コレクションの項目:
# # # # #

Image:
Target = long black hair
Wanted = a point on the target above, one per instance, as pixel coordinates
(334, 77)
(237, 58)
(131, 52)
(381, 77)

# # # # #

やること
上の項目をすべて、列名を「指示」と「答え」にした2列のCSVとして出してください。1項目を1行にし、指示の文と答えをそれぞれダブルクォートで囲んだ1つの欄に入れ、改行は空白に置き換えてください。

作業の結果
指示,答え
"Image: Target = long black hair Wanted = a point on the target above, one per instance, as pixel coordinates","(334, 77) (237, 58) (131, 52) (381, 77)"